**TASK DESCRIPTION**
Return verbatim the line containing "Check that every instance of the vertical" together with all lines that follow it, through the end of the records.

[Stored entries]
————————

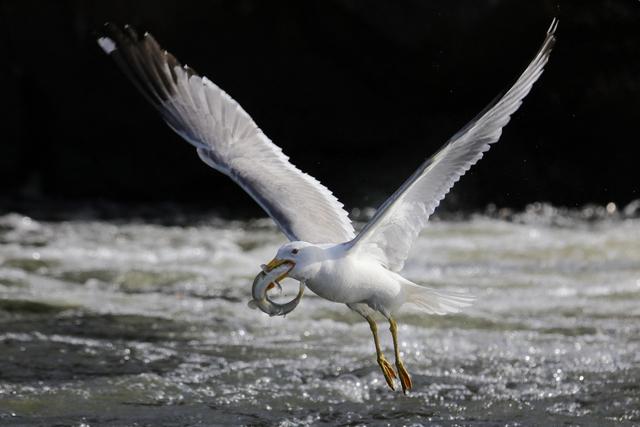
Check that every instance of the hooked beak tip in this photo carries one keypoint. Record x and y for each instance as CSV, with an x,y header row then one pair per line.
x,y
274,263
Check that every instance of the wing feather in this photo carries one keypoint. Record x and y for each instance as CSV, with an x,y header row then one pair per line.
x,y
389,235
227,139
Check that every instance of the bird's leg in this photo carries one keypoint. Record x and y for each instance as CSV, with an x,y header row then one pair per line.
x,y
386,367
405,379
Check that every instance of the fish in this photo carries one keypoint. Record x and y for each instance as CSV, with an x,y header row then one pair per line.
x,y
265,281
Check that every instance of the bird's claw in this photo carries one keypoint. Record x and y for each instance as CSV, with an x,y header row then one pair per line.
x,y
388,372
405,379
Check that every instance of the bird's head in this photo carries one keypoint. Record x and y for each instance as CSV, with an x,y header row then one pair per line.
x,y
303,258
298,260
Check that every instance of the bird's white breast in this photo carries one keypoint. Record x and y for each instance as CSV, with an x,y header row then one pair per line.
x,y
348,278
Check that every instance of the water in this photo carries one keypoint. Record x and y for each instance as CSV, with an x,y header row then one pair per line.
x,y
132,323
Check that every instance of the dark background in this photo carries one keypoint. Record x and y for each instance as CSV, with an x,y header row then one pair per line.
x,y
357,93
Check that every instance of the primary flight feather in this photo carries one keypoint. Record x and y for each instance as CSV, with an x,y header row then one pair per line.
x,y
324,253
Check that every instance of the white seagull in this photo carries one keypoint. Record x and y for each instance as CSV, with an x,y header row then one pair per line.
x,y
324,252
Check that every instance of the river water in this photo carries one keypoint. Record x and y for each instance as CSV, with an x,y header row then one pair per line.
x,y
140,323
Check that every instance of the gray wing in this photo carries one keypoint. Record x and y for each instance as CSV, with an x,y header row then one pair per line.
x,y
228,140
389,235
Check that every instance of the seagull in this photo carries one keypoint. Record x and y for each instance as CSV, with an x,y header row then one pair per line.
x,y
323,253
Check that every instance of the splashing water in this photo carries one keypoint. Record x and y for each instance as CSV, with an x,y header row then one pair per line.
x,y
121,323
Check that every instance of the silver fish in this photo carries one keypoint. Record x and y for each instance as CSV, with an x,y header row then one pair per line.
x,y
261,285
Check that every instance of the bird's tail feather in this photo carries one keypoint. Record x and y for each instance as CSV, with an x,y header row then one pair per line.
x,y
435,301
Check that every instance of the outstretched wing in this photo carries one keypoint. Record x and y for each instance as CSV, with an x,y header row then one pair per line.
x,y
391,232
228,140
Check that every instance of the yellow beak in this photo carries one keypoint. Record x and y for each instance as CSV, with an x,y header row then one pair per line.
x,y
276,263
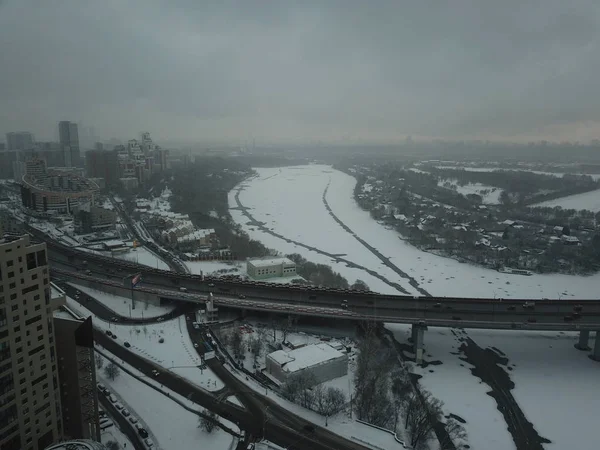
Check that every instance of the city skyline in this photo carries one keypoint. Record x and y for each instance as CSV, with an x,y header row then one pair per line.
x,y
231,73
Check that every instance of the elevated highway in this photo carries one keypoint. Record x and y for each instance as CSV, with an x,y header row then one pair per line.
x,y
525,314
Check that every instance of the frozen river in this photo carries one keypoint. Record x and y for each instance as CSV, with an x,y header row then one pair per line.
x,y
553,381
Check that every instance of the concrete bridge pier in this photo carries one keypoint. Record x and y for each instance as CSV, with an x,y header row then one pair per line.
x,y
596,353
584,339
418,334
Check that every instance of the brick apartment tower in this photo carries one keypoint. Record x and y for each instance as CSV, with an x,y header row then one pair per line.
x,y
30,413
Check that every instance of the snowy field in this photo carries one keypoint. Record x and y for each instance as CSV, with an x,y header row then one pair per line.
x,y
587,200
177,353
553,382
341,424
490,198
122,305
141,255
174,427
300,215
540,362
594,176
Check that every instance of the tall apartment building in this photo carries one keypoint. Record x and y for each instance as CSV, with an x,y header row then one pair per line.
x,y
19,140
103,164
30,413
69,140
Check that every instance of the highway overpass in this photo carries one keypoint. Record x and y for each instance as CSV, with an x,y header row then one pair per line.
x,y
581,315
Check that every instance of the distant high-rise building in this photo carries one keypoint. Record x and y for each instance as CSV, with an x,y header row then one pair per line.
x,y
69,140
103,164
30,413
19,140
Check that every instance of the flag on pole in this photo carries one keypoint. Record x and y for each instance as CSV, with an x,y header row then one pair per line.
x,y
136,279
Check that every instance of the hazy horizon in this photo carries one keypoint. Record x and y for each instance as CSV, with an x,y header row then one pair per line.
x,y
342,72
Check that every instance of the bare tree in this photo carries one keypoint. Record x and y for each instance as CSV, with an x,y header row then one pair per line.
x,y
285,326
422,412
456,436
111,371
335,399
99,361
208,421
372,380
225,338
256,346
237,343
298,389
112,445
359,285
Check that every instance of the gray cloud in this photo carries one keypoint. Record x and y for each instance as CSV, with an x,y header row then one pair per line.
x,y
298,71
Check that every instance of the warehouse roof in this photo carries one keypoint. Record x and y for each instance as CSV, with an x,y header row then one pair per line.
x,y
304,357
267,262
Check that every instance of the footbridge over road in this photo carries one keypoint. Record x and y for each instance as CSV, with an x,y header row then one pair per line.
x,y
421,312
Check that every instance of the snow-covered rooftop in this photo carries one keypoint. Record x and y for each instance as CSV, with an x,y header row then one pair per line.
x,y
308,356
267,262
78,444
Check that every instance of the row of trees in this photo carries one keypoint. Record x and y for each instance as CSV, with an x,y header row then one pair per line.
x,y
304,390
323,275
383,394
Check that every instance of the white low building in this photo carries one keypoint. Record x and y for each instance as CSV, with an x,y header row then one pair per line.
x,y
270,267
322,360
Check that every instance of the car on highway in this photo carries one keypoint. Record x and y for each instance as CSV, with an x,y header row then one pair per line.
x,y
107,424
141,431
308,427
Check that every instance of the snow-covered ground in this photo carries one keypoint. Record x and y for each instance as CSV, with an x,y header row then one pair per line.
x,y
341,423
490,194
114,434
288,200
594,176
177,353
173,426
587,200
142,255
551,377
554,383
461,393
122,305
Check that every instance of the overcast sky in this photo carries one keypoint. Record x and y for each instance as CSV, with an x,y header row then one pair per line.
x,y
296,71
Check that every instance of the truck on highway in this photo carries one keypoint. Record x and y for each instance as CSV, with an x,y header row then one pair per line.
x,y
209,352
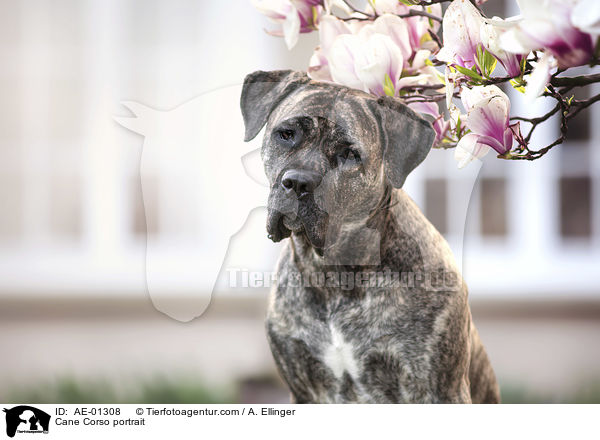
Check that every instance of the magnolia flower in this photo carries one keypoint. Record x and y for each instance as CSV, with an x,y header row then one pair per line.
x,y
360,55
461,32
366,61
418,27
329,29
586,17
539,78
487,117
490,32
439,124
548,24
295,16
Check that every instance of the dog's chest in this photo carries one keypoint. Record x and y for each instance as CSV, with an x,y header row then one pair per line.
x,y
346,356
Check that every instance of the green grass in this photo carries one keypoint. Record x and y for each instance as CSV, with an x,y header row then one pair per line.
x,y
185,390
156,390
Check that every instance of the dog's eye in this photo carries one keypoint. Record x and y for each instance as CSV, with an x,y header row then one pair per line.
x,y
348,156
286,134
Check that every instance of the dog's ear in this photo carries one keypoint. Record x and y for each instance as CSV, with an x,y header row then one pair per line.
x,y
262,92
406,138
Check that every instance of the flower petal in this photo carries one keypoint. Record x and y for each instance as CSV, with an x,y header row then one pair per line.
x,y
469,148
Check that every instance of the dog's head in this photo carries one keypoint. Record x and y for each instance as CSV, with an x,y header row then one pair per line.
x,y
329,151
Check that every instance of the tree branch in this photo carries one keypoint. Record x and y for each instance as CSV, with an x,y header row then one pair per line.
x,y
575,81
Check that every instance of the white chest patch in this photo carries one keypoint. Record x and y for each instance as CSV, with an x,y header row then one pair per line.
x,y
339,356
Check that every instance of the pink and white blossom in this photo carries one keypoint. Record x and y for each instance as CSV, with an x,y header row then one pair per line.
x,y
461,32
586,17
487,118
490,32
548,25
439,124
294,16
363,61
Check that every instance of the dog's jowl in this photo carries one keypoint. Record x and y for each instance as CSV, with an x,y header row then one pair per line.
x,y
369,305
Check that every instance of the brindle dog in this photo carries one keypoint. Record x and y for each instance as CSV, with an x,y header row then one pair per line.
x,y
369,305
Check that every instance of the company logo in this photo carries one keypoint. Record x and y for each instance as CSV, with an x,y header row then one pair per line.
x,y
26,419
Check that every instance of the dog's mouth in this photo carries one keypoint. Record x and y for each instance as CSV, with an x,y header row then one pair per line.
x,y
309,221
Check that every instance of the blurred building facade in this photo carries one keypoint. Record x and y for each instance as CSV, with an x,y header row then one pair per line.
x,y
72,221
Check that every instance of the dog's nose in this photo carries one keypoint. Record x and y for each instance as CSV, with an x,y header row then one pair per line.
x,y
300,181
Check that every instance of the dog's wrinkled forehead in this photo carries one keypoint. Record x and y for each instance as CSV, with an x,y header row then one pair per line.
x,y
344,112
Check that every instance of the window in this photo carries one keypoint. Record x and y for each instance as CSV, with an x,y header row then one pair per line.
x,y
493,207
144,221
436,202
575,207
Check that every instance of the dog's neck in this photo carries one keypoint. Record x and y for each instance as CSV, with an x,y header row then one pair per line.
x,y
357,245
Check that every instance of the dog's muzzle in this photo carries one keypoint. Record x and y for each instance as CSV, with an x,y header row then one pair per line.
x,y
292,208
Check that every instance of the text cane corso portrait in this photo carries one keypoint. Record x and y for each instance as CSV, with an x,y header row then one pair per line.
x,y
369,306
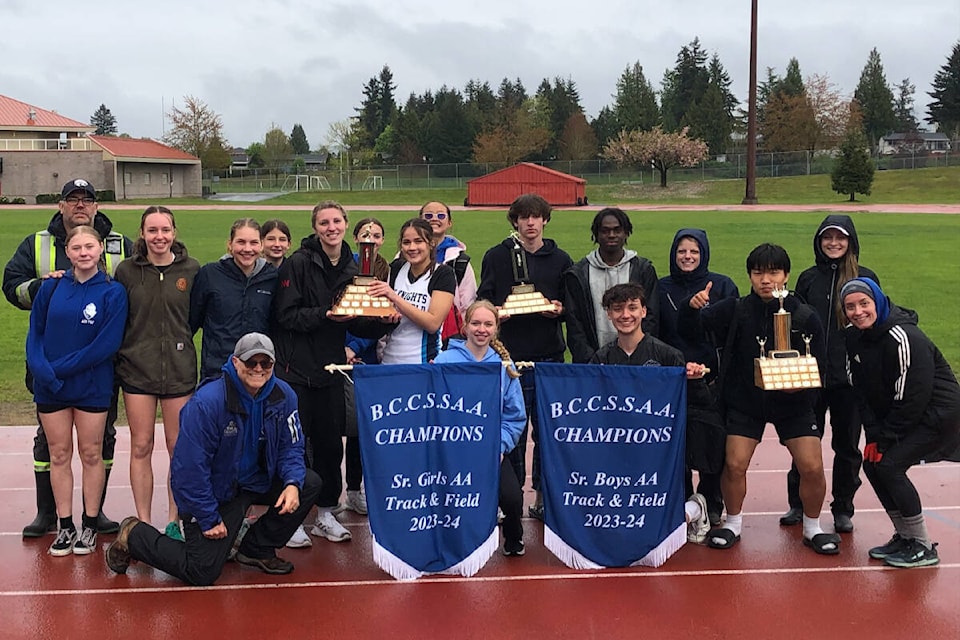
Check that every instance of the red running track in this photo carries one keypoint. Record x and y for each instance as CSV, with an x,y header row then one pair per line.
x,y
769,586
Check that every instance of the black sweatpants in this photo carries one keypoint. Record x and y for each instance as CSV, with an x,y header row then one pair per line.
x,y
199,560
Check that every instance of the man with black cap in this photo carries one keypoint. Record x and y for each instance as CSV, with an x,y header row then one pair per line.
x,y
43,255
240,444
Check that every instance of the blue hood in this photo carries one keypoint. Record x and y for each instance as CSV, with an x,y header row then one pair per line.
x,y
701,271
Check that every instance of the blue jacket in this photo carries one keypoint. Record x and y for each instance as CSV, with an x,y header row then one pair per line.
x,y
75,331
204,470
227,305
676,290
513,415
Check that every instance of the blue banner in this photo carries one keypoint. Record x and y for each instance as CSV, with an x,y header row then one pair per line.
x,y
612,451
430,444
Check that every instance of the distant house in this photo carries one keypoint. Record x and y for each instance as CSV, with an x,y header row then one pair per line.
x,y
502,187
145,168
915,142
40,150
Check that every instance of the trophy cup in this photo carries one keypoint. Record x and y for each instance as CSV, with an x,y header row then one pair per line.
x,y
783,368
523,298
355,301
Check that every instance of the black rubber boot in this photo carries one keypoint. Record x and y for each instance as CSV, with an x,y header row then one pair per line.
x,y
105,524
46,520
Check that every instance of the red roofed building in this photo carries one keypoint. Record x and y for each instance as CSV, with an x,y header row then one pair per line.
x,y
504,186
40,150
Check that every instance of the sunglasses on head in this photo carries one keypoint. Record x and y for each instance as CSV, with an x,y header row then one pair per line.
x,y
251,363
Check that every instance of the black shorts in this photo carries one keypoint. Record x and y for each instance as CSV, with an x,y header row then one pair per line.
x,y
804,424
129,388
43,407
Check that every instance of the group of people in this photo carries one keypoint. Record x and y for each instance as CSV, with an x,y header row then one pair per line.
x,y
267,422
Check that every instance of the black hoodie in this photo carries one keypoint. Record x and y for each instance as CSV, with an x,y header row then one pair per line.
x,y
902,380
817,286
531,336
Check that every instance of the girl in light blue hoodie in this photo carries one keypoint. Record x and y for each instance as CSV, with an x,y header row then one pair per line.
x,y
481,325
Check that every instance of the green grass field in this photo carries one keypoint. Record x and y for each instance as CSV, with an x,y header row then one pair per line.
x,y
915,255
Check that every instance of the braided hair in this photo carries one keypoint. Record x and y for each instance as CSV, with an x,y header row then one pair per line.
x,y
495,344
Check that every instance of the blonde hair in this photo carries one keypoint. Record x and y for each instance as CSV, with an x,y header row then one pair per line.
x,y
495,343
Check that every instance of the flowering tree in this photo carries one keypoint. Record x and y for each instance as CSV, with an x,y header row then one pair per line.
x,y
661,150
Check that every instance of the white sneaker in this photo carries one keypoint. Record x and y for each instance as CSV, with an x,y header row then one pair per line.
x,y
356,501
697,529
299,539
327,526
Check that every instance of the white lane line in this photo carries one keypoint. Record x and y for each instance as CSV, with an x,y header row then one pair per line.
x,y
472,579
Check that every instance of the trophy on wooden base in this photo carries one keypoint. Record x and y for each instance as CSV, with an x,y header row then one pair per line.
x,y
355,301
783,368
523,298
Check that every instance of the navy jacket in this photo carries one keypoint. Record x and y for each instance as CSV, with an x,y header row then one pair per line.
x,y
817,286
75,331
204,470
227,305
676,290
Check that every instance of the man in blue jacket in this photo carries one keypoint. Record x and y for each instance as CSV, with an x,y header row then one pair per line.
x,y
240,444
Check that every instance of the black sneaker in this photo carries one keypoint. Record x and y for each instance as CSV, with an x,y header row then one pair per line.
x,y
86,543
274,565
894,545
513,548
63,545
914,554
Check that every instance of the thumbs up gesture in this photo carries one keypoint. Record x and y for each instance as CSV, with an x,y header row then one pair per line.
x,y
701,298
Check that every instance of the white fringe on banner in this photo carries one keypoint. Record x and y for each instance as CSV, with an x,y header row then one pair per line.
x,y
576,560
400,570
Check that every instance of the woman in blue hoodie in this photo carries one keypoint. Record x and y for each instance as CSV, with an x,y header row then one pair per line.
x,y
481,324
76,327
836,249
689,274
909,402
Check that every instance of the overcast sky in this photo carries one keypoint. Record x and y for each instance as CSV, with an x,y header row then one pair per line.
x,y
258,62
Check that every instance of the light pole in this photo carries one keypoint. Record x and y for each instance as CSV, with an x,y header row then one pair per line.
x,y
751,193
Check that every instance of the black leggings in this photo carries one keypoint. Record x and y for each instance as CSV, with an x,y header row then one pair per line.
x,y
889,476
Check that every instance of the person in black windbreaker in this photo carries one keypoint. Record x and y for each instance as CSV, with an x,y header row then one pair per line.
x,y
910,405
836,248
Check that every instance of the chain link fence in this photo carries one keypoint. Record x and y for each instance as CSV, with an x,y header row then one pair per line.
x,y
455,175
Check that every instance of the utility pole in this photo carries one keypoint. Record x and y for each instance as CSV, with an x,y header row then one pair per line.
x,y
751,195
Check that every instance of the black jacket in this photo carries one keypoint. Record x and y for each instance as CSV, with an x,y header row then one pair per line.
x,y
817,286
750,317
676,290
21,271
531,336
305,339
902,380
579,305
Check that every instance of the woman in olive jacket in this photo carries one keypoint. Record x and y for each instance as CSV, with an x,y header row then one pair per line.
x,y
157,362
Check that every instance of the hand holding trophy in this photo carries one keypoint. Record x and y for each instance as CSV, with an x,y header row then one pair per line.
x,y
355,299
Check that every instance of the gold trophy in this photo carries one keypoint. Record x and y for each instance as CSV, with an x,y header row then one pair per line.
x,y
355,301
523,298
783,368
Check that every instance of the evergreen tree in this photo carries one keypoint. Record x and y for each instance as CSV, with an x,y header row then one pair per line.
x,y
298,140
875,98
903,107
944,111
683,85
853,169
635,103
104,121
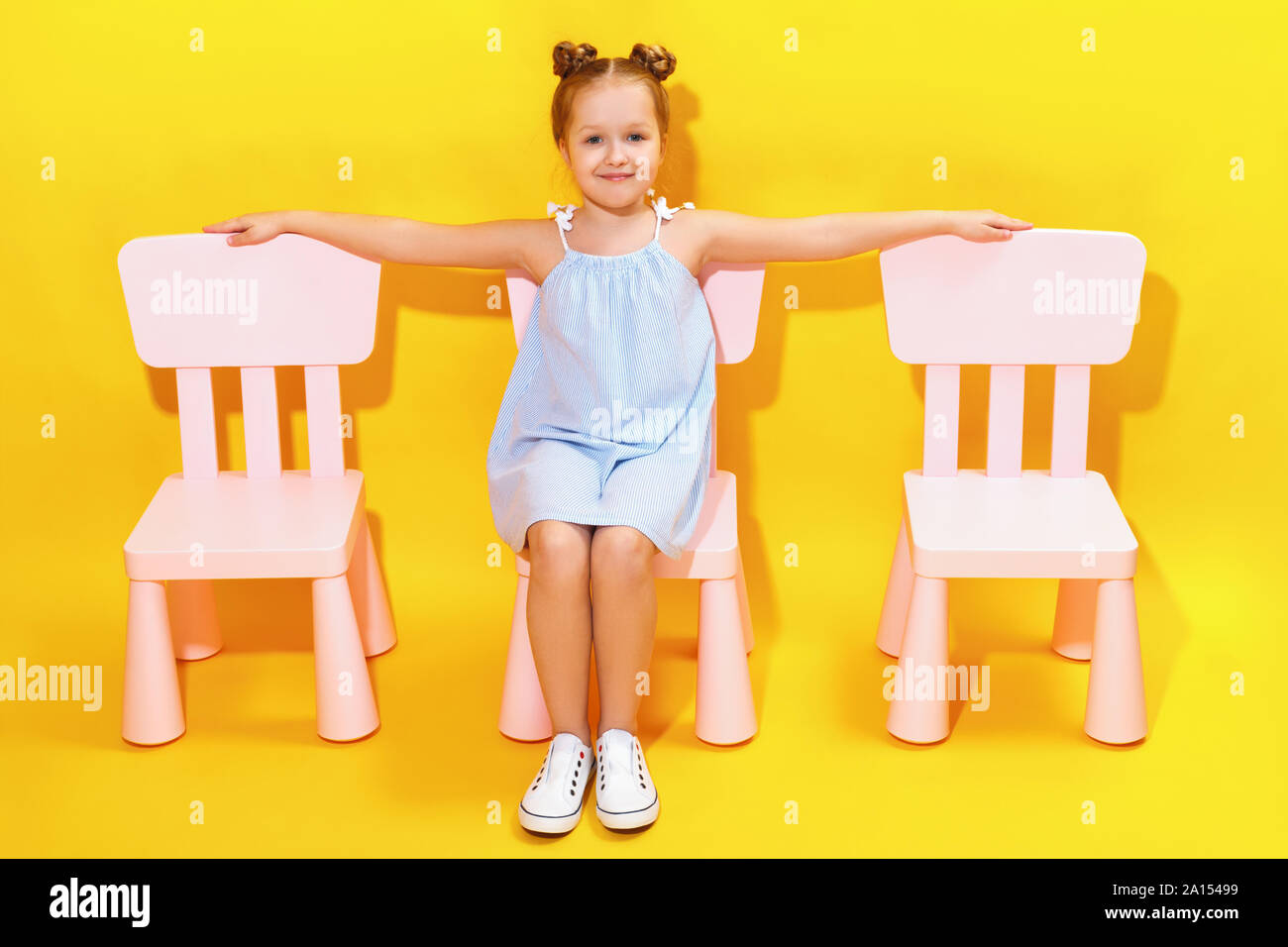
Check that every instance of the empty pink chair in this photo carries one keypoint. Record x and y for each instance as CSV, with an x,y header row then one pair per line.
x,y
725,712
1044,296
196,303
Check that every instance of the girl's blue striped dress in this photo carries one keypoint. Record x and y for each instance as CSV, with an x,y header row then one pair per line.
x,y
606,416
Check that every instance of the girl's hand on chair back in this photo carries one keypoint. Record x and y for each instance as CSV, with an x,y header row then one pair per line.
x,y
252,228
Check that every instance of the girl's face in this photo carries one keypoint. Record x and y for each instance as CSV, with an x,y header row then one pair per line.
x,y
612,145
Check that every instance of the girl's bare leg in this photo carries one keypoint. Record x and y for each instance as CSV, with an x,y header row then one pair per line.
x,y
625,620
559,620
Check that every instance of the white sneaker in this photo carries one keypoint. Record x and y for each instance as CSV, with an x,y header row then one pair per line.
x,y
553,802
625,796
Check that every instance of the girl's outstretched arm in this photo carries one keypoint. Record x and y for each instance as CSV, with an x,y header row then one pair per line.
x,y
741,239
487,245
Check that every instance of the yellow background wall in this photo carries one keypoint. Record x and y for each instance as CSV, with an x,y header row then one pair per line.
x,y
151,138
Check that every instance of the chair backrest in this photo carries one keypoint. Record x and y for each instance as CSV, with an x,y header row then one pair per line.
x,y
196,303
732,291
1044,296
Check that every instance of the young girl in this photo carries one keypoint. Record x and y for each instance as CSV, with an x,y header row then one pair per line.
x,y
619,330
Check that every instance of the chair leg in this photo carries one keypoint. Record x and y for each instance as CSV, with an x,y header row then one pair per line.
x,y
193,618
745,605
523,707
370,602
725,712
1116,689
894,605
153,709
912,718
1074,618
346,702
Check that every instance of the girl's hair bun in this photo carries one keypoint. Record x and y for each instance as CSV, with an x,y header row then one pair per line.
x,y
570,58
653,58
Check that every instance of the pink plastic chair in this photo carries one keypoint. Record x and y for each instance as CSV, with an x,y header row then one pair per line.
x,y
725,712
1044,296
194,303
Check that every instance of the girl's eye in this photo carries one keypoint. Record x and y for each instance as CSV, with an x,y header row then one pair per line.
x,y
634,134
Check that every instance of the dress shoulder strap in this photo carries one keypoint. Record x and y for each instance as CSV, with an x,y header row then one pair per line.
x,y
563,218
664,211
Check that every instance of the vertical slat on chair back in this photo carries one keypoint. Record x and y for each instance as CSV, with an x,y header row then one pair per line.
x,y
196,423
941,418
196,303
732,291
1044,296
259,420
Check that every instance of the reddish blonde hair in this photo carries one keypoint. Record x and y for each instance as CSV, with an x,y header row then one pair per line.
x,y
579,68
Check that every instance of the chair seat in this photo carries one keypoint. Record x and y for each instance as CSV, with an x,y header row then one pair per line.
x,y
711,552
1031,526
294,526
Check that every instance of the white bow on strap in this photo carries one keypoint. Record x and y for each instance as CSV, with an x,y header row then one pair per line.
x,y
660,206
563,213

————————

**ANSWER FOR THE TASK**
Check that every instance of the vertical slat on chair back in this photo carries one keypoint. Record x and y for each instance as CSV, with an x,y header row then one pair per line.
x,y
196,423
941,418
196,303
732,291
1044,296
259,420
Check that every instance of the reddish blonde hair in this photo carries one keypoint. Record x and y for each instance as CSV, with an x,y header row then one pair per line.
x,y
579,68
Check that every instance of the chair seat in this photo carries one keypoint. Record x and y for each instance as CSV, with an x,y header row then one pair per line.
x,y
711,552
1031,526
294,526
Check that every instance of the white bow on strap in this photo carries one keypoint. Record x and y for each instance as CSV, with an x,y header row then one pair per line.
x,y
660,206
563,213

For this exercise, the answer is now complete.